## Begin Excerpt to read

Víctor Quiñones Hernández (June 30, 1959 – April 2, 2006) was a Puerto Rican professional wrestling promoter, manager, and the founder and owner of International Wrestling Association in Japan, as well as the later International Wrestling Association in Puerto Rico.

Early life
Quiñones' mother ran several businesses and his stepfather was a lawyer and politician and they raised him to be savvy and entrepreneurial.  Being bilingual, he became an asset to the Puerto Rican wrestling office at a young age, helping out Gorilla Monsoon and others when they came to the island. After his mother died, Quiñones moved to the United States in 1979, where he lived with Gorilla Monsoon until 1984. In 1984, Capitol Sports went bankrupt and Quiñones bought a quarter interest in the World Wrestling Council company.

Professional wrestling career
Quiñones was primarily a manager for The Headhunters and Mr. Pogo, but was affiliated with Terry Funk, Mike Awesome, Hisakatsu Oya and Cactus Jack in the stable Funk Masters of Wrestling on Frontier Martial-Arts Wrestling (FMW) from 1996 to 1997. He also became official manager for Taka Michinoku for one time only, when he assisted him to fought his own mentor The Great Sasuke on 4th Anniversary of Michinoku Pro after Taka won WWF Light Heavyweight Championship from Brian Christopher at D-Generation X: In Your House in 1997.

## End Excerpt to read

Requests →
1. Do these statements agree with the Quiñones biography? Answer yes or no for each, quoting the words of the biography that decide it.
(a) Quiñones moved to the United States in 1979, after his mother died.
(b) In 1984, Quiñones bought half of the World Wrestling Council company.
(c) Quiñones was affiliated with the stable Funk Masters of Wrestling from 1996 to 1997.
2. Can you set down the part of the Quiñones biography that starts with "Professional wrestling career" and goes on through "House in 1997.", word for word?

## Begin Supplied data

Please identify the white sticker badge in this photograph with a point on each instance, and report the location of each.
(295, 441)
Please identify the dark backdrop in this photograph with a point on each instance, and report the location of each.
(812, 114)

## End Supplied data

Set of answers →
1.
(a) Yes: "After his mother died, Quiñones moved to the United States in 1979"
(b) No: "Quiñones bought a quarter interest in the World Wrestling Council company."
(c) Yes: "in the stable Funk Masters of Wrestling on Frontier Martial-Arts Wrestling (FMW) from 1996 to 1997"

2.
Professional wrestling career
Quiñones was primarily a manager for The Headhunters and Mr. Pogo, but was affiliated with Terry Funk, Mike Awesome, Hisakatsu Oya and Cactus Jack in the stable Funk Masters of Wrestling on Frontier Martial-Arts Wrestling (FMW) from 1996 to 1997. He also became official manager for Taka Michinoku for one time only, when he assisted him to fought his own mentor The Great Sasuke on 4th Anniversary of Michinoku Pro after Taka won WWF Light Heavyweight Championship from Brian Christopher at D-Generation X: In Your House in 1997.